[OBJECTIVE 1]: In the text on building test DataFrames, which method creates a DataFrame from test data?

[TEXT TO READ]:

^^^^

Table of Contents

Test DataFrames

To build a test DataFrame do the following,

Import the extensions,

using SparkTest.NET.Extensions;

Simple Usage

The CreateDataFrameFromData creates a DataFrame from test data

For example a simple single column numeric data set,


var df = s.CreateDataFrameFromData(
    new { Id = 1 },
    Enumerable.Range(2, 9).Select(i => new { Id = i }).ToArray()
);

Id
1
2
3
4
5
6
7
8
9
10

(top = 20)

Primitive types

All the primitive .NET types that are supported by Spark can be used,


var df = s.CreateDataFrameFromData(
    new
    {
        Byte = (byte)1,
        Short = (short)1,
        Int = 1,
        Long = 1L,
        Float = 1.0F,
        Double = 1.0,
        Decimal = (decimal)1.0,
        String = "a",
        Char = 'a',
        Bool = true,
        Date = DateTime.MinValue,
        SparkDate = new Date(DateTime.MinValue),
        DateTimeOffset = DateTimeOffset.MinValue,
        Timestamp = new Timestamp(DateTime.MinValue),
        Binary = new byte[] { 1 },
        Enum = LogLevel.None
    },
    new
    {
        Byte = (byte)2,
        Short = (short)2,
        Int = 2,
        Long = 2L,
        Float = 2.0F,
        Double = 2.0,
        Decimal = (decimal)2.0,
        String = "b",
        Char = 'b',
        Bool = false,
        Date = DateTime.MaxValue,
        SparkDate = new Date(DateTime.MaxValue),
        DateTimeOffset = DateTimeOffset.MaxValue,
        Timestamp = new Timestamp(DateTimeOffset.MaxValue.UtcDateTime),
        Binary = new byte[] { 1 },
        Enum = LogLevel.Critical
    }
);

Byte Short Int Long Float Double Decimal String Char Bool Date SparkDate DateTimeOffset Timestamp Binary Enum
1 1 1 1 1.0 1.0 1 a a true 0001-01-01 0001-01-01 0001-01-01 00:00:00 0001-01-01 00:00:00 [01] None
2 2 2 2 2.0 2.0 2 b b false 9999-12-31 9999-12-31 9999-12-31 23:59:59.999999 9999-12-31 23:59:59.999999 [01] Critical

(top = 20)

^^^^

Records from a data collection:
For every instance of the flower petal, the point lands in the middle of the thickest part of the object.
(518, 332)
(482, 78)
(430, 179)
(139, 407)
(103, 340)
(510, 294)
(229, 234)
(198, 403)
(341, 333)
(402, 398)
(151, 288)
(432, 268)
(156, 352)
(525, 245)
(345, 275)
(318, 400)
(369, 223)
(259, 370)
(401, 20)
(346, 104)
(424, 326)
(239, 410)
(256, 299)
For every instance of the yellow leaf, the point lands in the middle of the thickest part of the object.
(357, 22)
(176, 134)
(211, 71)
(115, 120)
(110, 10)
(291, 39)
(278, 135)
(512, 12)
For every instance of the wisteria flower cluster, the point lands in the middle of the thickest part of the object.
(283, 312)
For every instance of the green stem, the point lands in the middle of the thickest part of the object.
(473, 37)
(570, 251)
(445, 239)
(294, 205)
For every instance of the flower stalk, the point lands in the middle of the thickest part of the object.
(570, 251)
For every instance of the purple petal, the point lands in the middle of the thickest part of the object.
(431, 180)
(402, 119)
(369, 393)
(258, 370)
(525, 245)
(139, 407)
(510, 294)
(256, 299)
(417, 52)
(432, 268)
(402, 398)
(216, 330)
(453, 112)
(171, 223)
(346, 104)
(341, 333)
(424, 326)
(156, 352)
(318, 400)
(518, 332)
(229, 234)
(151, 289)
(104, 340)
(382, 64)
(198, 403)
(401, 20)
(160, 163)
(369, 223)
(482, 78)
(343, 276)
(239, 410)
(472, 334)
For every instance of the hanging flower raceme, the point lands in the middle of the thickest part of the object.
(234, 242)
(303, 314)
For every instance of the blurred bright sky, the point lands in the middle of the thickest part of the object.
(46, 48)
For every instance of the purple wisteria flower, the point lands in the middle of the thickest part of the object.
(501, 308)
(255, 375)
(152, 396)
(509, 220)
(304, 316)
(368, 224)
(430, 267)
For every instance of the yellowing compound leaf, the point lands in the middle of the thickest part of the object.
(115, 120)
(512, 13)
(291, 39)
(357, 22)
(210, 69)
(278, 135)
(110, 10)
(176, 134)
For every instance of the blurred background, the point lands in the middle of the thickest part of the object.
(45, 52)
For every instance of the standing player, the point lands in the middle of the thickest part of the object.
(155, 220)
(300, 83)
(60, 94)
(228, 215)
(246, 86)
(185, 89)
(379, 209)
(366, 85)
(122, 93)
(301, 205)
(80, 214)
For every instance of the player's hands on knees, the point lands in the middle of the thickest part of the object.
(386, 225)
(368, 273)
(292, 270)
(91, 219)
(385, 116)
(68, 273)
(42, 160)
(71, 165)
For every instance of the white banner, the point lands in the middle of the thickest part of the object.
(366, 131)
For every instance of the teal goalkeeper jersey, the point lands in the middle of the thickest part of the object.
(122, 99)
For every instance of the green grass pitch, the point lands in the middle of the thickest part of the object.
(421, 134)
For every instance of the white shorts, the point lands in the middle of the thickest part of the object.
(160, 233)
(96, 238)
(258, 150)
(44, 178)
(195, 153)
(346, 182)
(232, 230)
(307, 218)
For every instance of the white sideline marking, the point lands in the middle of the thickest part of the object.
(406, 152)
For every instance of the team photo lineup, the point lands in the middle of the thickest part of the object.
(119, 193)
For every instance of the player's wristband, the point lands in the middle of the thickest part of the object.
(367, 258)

^^^^

[OBJECTIVE 2]: Extract, word for word, the part of the records that opens with the line containing "For every instance of the team" and closes with the last line of the records.

[ANSWER 1]: CreateDataFrameFromData

[ANSWER 2]:
For every instance of the team photo lineup, the point lands in the middle of the thickest part of the object.
(119, 193)
For every instance of the player's wristband, the point lands in the middle of the thickest part of the object.
(367, 258)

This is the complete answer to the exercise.